Task to carry out: Find the lines of the data below that include "Objective". Report their number only.
***
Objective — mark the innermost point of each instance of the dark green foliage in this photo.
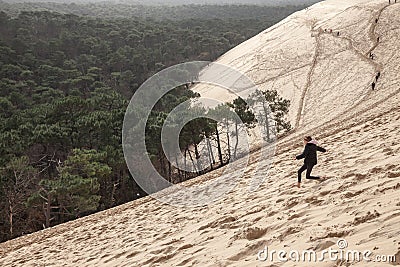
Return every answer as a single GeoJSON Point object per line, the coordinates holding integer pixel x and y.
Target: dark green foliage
{"type": "Point", "coordinates": [65, 82]}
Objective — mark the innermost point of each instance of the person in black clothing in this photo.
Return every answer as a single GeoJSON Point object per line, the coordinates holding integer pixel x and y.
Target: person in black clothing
{"type": "Point", "coordinates": [378, 75]}
{"type": "Point", "coordinates": [310, 158]}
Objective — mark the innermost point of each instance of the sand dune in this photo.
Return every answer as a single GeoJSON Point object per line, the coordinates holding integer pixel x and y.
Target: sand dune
{"type": "Point", "coordinates": [328, 79]}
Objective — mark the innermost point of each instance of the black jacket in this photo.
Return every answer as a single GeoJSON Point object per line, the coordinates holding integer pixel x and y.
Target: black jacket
{"type": "Point", "coordinates": [310, 154]}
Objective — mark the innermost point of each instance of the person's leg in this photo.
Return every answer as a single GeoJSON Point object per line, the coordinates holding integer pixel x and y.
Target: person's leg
{"type": "Point", "coordinates": [300, 171]}
{"type": "Point", "coordinates": [308, 174]}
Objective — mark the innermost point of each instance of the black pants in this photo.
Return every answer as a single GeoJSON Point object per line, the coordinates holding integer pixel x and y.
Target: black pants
{"type": "Point", "coordinates": [308, 173]}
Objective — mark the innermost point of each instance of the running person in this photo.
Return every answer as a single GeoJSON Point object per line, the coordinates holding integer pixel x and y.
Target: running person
{"type": "Point", "coordinates": [310, 158]}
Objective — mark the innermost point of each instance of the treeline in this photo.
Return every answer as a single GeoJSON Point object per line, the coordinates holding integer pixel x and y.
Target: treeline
{"type": "Point", "coordinates": [65, 82]}
{"type": "Point", "coordinates": [218, 138]}
{"type": "Point", "coordinates": [264, 15]}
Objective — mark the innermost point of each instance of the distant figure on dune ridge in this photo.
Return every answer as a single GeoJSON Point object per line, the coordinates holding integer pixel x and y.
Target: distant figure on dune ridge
{"type": "Point", "coordinates": [377, 76]}
{"type": "Point", "coordinates": [310, 158]}
{"type": "Point", "coordinates": [371, 56]}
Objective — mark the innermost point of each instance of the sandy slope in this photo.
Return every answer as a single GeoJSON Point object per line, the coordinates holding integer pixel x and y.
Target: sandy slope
{"type": "Point", "coordinates": [328, 80]}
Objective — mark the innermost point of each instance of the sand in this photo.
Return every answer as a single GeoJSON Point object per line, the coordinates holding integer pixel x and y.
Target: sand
{"type": "Point", "coordinates": [328, 79]}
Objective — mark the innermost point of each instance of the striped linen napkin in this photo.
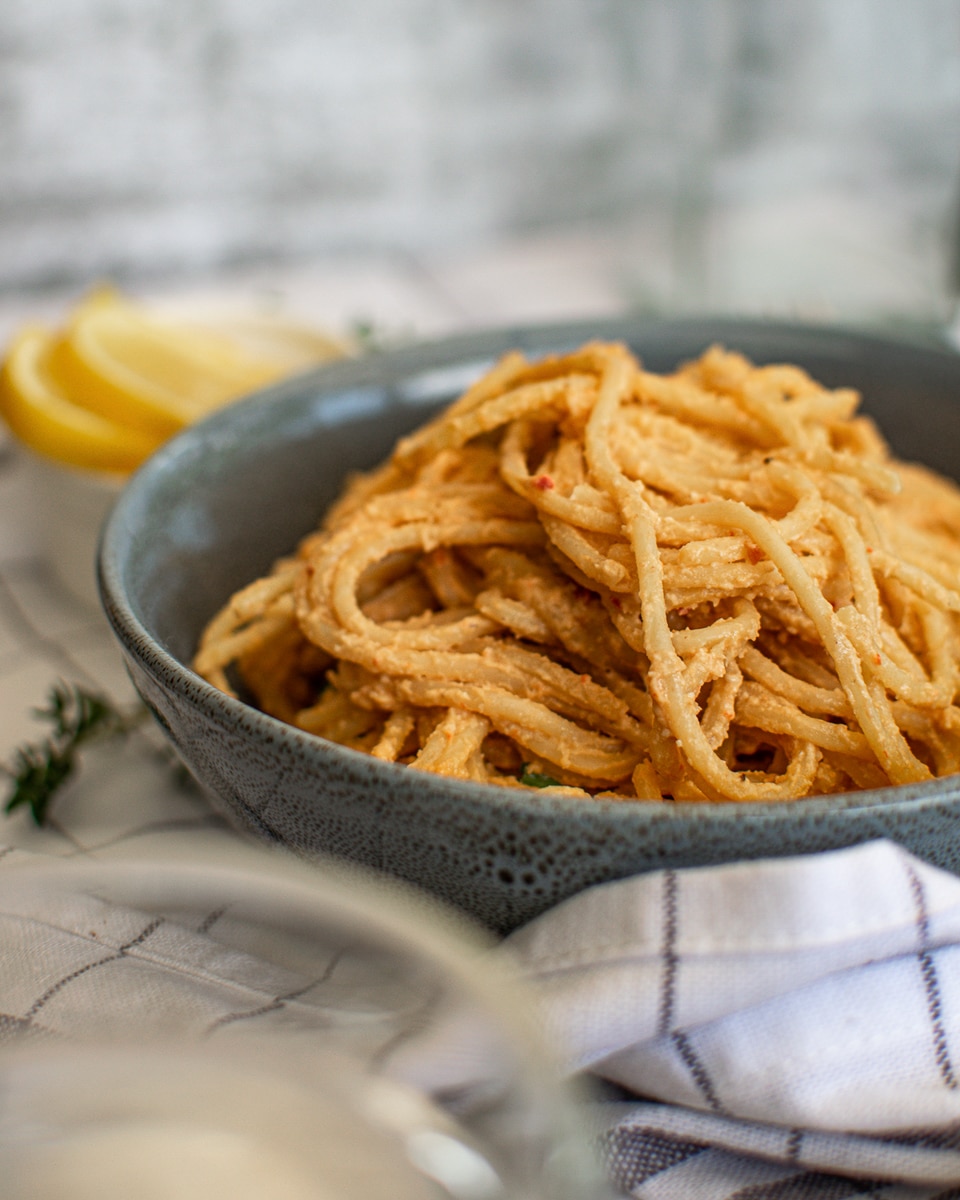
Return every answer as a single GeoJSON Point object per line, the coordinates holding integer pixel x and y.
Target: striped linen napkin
{"type": "Point", "coordinates": [777, 1030]}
***
Final answer: 12